WHAT TO WORK ON:
Please decide whether each statement below agrees with the post about adoption grants, and answer yes or no for each with the deciding words from the post quoted exactly.
1. The Gift of Adoption grant has pushed the application review date back to June.
2. The National Adoption Fund limits how many times you can apply.
3. The post ends with a picture of the writer's son.

TEXT BLOCK:
As far as grants go, no new news. This means that we probably did not receive the National Adoption Fund. However, that grant has no limits to how many times you can apply, so God is not finished yet there! It just means someone else needed it more than us at this time. The only other adoption grant news we have heard is that the Gift of Adoption grant has moved our application review date back to June. This is because they are short on funds, and are praying that by June they will have more to commit to us or others like us. Pray with us for that, would you?

To end this super long post (please forgive me for it, k?), I must post a picture of my little girl whom I am cherishing every minute with. :)




Wednesday, April 15, 2009

God Is Not Finished Yet!

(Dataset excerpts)
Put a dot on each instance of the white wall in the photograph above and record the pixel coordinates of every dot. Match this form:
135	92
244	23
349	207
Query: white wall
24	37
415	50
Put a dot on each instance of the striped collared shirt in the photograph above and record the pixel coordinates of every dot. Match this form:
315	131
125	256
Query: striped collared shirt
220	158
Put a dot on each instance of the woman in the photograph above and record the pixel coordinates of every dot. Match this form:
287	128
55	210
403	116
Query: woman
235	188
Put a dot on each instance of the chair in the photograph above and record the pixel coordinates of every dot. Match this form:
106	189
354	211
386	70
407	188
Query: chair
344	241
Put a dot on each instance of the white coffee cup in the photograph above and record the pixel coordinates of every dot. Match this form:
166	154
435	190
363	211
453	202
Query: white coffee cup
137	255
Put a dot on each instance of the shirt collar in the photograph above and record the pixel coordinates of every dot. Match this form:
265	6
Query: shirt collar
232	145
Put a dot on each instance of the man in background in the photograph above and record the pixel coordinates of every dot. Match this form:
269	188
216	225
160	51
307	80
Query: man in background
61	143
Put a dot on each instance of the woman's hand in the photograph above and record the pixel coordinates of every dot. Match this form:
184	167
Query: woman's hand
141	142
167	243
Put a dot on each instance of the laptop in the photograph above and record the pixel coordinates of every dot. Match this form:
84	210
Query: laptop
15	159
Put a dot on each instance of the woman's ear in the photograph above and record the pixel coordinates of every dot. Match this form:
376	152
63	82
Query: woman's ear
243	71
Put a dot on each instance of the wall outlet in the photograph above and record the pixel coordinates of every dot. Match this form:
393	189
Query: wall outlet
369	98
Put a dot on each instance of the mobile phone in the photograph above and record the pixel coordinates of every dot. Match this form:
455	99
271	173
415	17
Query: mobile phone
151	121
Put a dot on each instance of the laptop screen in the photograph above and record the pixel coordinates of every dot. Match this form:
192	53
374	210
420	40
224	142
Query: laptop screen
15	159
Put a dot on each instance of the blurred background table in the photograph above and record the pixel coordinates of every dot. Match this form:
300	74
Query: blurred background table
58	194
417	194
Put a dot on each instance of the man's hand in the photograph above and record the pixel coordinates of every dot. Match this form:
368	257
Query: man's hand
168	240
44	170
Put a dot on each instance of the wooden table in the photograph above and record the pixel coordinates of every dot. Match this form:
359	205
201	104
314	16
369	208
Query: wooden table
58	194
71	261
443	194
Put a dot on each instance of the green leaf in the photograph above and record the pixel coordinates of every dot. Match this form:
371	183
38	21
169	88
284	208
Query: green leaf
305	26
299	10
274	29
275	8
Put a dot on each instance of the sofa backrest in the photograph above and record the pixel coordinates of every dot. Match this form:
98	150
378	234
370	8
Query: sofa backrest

SOLUTION FOR THIS EXERCISE:
1. Yes: "the Gift of Adoption grant has moved our application review date back to June"
2. No: "that grant has no limits to how many times you can apply"
3. No: "I must post a picture of my little girl"